* _Task_
Find the line containing "# test: pointer returns one pin per instance of the short" in the records below. Copy exactly that line and each one after it, ending at the line containing "# test: pointer returns one pin per instance of the stacked", and nothing more.

Data records

┄┄┄┄┄┄┄┄┄┄

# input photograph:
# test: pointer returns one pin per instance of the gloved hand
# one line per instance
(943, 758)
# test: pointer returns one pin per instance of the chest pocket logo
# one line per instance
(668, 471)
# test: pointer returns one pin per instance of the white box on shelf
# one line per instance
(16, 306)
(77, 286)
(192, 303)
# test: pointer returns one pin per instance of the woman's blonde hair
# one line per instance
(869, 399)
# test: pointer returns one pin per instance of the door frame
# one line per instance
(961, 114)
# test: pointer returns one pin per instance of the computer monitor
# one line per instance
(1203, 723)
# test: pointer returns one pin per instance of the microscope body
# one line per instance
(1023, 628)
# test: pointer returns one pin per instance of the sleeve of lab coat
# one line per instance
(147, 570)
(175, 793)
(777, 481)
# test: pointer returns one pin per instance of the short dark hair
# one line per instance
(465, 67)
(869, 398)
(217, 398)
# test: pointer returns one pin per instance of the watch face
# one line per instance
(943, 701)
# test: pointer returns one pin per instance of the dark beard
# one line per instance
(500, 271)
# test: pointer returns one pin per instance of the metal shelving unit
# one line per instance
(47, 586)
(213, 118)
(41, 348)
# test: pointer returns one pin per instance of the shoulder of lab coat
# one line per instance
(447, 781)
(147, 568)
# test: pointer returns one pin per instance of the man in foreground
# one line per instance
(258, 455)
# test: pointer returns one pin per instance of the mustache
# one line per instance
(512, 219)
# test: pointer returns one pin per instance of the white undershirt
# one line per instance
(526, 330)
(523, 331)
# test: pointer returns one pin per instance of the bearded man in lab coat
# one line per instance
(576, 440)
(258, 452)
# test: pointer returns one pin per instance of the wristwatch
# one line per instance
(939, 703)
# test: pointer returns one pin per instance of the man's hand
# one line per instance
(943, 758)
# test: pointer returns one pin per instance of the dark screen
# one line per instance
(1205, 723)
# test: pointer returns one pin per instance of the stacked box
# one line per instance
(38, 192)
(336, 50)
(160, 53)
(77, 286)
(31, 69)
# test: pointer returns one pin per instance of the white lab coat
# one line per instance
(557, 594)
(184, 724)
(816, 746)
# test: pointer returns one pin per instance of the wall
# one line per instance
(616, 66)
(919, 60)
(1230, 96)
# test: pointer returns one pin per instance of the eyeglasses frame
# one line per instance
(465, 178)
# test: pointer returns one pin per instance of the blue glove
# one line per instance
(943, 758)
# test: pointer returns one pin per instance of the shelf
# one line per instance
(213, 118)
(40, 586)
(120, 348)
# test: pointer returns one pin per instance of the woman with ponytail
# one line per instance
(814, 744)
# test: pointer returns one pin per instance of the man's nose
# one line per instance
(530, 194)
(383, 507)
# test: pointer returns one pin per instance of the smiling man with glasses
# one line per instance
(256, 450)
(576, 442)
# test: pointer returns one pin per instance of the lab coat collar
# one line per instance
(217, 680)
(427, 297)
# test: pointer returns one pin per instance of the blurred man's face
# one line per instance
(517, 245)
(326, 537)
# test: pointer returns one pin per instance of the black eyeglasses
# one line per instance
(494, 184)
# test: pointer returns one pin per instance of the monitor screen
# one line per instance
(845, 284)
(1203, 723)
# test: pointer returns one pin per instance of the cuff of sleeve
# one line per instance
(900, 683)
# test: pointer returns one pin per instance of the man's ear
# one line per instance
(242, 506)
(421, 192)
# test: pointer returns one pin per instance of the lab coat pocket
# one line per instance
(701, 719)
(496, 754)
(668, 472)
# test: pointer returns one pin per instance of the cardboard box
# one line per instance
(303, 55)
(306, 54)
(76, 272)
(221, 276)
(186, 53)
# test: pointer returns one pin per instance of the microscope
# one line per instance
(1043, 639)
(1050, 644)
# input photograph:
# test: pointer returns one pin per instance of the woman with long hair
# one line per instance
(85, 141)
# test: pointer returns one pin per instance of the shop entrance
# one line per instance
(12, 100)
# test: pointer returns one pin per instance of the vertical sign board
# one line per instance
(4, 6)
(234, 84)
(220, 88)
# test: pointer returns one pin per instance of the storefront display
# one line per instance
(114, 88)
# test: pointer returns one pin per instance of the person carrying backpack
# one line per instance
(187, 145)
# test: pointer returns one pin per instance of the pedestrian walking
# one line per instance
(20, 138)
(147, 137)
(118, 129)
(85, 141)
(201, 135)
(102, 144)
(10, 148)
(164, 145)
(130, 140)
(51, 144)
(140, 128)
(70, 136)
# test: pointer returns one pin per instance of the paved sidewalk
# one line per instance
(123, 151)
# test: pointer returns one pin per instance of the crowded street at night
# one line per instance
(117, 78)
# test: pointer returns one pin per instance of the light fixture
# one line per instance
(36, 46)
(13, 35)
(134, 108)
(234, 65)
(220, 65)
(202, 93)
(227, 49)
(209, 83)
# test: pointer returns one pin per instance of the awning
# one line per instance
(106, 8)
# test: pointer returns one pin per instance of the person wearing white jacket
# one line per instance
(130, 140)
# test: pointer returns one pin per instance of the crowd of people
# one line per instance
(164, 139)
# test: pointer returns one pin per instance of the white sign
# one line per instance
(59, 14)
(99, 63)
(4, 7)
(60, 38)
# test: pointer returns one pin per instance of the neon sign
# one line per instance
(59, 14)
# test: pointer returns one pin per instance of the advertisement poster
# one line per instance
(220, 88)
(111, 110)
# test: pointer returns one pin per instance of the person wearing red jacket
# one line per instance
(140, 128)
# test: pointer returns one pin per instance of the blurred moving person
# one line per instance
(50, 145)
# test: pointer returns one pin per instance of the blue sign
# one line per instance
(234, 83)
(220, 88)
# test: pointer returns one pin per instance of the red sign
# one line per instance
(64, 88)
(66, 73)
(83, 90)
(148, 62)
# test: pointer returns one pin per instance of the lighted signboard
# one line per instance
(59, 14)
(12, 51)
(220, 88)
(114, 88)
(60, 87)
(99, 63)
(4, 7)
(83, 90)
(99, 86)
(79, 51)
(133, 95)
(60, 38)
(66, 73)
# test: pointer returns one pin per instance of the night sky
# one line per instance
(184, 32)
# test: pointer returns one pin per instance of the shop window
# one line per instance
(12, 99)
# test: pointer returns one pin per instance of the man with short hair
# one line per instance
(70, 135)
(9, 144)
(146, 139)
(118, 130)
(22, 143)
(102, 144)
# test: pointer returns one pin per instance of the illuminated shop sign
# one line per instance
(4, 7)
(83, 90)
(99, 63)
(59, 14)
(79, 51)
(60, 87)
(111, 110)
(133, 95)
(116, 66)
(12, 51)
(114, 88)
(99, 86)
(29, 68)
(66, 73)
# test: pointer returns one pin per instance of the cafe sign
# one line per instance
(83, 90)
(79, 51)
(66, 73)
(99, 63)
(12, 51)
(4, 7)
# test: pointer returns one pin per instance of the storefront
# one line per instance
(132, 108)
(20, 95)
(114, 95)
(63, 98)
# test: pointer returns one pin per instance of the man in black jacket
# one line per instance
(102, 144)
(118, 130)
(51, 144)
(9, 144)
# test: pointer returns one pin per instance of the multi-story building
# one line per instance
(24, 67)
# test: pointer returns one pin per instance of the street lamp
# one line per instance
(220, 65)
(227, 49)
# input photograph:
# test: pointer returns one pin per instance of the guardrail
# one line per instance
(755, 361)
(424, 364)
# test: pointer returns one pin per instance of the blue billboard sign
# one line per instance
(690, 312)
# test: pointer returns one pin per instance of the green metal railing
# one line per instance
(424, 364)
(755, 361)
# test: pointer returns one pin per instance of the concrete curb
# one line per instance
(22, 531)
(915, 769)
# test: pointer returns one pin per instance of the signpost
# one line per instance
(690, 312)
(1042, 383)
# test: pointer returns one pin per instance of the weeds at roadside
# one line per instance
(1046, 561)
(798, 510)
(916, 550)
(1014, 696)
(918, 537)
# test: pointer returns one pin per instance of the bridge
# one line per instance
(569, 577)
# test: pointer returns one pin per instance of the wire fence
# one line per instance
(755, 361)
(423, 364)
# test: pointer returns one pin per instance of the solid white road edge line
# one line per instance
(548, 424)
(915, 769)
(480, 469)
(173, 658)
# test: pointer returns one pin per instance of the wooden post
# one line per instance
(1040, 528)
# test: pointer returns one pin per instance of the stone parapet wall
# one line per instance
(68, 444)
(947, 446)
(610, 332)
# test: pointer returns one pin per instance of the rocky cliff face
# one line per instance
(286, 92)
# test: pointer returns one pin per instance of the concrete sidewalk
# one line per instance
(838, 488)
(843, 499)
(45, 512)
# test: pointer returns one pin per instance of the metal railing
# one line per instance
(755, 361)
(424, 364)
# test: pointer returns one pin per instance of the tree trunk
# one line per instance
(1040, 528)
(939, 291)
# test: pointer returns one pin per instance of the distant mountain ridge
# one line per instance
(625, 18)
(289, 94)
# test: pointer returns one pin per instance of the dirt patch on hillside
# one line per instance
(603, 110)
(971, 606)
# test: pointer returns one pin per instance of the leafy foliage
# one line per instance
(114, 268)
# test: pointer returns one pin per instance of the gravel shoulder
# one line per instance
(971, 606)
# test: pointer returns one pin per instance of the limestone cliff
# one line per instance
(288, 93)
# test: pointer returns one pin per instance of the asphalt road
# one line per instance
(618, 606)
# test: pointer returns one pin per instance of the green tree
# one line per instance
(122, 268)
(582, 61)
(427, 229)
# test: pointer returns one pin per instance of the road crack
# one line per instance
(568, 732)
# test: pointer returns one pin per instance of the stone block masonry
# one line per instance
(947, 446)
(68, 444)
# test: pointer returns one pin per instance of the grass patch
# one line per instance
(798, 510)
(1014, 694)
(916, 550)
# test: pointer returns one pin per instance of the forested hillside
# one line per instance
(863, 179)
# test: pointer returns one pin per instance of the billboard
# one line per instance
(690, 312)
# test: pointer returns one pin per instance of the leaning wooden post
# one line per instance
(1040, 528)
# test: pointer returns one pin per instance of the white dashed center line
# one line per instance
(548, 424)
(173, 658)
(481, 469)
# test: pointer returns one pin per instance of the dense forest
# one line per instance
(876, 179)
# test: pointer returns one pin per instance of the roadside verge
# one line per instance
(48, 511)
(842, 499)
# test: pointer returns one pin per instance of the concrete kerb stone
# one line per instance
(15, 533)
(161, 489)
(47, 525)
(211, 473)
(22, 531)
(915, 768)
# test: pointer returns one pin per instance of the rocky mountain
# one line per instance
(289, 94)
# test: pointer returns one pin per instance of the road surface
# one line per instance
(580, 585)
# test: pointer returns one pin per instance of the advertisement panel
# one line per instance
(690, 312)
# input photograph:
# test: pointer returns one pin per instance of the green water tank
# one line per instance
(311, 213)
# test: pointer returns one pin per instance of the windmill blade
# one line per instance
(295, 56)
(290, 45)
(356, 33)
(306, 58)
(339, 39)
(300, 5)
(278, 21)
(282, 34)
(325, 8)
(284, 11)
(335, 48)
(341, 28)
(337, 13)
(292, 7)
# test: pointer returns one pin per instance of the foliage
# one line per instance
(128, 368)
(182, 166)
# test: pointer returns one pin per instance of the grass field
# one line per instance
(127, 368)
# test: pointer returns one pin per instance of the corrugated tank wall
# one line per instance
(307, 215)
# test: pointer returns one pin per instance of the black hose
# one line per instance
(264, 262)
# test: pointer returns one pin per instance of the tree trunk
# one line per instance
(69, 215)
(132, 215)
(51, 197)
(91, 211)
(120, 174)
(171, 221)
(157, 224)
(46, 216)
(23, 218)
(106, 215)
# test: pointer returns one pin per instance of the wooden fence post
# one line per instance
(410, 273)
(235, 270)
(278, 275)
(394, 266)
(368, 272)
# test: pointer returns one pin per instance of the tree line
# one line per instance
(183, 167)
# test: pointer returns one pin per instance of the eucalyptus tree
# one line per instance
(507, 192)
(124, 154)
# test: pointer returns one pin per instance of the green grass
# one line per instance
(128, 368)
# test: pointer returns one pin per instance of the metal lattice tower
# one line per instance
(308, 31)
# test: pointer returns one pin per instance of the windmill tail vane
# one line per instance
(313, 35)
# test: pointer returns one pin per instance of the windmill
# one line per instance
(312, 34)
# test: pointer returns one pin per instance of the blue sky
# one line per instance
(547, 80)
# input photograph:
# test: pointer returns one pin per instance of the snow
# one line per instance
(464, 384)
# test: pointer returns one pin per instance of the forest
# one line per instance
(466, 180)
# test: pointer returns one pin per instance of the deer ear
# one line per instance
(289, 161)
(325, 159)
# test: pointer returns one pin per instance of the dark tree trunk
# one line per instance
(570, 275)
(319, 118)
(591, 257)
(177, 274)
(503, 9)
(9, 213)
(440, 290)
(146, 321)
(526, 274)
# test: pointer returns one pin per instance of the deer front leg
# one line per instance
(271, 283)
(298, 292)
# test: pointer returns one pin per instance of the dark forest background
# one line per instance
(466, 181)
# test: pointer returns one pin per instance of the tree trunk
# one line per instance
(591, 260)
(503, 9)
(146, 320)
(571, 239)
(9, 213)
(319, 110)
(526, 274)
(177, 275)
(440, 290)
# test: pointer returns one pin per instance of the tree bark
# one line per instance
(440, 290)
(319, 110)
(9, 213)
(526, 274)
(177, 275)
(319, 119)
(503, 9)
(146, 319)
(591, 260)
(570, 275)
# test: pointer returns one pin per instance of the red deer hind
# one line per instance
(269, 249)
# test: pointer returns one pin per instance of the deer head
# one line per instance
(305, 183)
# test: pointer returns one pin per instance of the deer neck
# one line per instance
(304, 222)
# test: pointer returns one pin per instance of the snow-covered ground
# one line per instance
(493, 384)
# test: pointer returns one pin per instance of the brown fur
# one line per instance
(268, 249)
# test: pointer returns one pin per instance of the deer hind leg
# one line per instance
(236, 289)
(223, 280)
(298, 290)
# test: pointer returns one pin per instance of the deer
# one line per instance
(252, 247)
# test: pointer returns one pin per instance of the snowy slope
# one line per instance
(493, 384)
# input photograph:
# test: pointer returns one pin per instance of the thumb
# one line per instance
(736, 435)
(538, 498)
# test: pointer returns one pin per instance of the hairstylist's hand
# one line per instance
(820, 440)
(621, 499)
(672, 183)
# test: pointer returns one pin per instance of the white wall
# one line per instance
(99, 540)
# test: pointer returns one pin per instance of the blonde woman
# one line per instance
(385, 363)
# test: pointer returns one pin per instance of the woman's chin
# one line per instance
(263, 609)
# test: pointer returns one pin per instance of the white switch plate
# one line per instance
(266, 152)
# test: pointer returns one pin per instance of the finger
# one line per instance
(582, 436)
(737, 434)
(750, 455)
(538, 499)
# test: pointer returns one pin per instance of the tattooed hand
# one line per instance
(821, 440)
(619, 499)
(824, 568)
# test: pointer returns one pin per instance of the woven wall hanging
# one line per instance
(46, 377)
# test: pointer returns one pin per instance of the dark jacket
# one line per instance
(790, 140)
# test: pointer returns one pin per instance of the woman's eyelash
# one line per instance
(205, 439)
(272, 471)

┄┄┄┄┄┄┄┄┄┄

* _Your solution_
# test: pointer returns one pin per instance of the short dark hair
# one line per instance
(465, 67)
(869, 398)
(217, 398)
# test: pointer returns one pin per instance of the watch face
# one line per instance
(943, 701)
# test: pointer returns one pin per instance of the dark beard
# one line per instance
(500, 271)
# test: pointer returns one pin per instance of the metal shelving unit
# one line per instance
(47, 586)
(213, 118)
(41, 348)
# test: pointer returns one pin per instance of the shoulder of lab coat
# one line per instance
(447, 781)
(147, 568)
# test: pointer returns one pin per instance of the man in foreground
# one line per instance
(258, 455)
# test: pointer returns one pin per instance of the mustache
# one line per instance
(512, 219)
# test: pointer returns one pin per instance of the white undershirt
# one line per instance
(526, 330)
(523, 331)
# test: pointer returns one pin per instance of the bearded man in lab coat
# one line per instance
(576, 440)
(258, 452)
# test: pointer returns one pin per instance of the wristwatch
# one line per instance
(939, 703)
# test: pointer returns one pin per instance of the man's hand
# one line per instance
(943, 758)
# test: pointer returns one pin per instance of the dark screen
# one line per instance
(1205, 723)
# test: pointer returns one pin per instance of the stacked box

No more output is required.